Reproduce the lines of the records from the line containing "Pick out every instance of the person on" through the line containing "Target | green hillside", both ends included, without changing anything.

### SUPPLIED MATERIAL
--- --- ---

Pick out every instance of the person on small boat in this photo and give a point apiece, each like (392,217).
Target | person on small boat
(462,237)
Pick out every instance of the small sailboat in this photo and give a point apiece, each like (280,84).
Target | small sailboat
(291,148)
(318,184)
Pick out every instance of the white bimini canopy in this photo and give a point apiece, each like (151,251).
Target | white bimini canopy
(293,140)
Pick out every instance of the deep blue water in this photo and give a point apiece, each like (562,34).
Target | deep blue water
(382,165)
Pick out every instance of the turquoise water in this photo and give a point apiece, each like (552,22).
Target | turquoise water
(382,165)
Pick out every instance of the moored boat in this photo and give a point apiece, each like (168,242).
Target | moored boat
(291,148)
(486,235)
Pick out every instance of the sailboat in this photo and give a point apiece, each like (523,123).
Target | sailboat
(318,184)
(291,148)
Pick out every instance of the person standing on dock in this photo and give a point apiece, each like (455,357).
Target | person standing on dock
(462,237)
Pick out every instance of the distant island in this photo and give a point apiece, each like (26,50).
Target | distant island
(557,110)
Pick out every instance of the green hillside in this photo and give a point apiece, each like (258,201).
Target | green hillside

--- --- ---

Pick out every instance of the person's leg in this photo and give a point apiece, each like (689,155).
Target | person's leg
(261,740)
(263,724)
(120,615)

--- --- ---

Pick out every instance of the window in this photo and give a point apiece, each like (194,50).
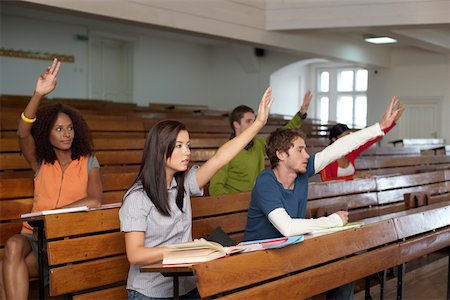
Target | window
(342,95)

--- --- ---

### TASK RESULT
Pick out every instance of the person on small boat in this photo and give a point apiece, each like (392,217).
Target | person on small boat
(462,237)
Pick out every instance of the small sailboat in this photo and give a point apiece, each like (280,84).
Target | small sailboat
(291,148)
(318,184)
Pick out every instance of the white bimini canopy in this photo and give a point apiece, each like (151,251).
Target | white bimini canopy
(293,140)
Pick out every instance of the deep blue water in this photo and give a point apiece, each like (562,34).
Target | deep blue water
(382,165)
Pick out every instance of the turquoise water in this photo and give a point apiece, each like (552,22).
Target | turquoise water
(382,165)
Pick out every instance of the moored boat in this photo and give a point apiece, each like (168,242).
Target | moored boat
(291,148)
(486,235)
Pick out every instance of the sailboat in this photo and give a point apiece, each like (523,123).
Target | sailboat
(318,184)
(291,148)
Pick out every instance of the person standing on dock in this photo and give a point apiece, each like (455,357).
Target | person standing on dock
(462,237)
Pick out every instance of the distant island in this photo and give a point apiece, each like (26,50).
Target | distant island
(557,110)
Pick out every instance of the green hillside in this photo and give a point apiece, each like (258,201).
Target | green hillside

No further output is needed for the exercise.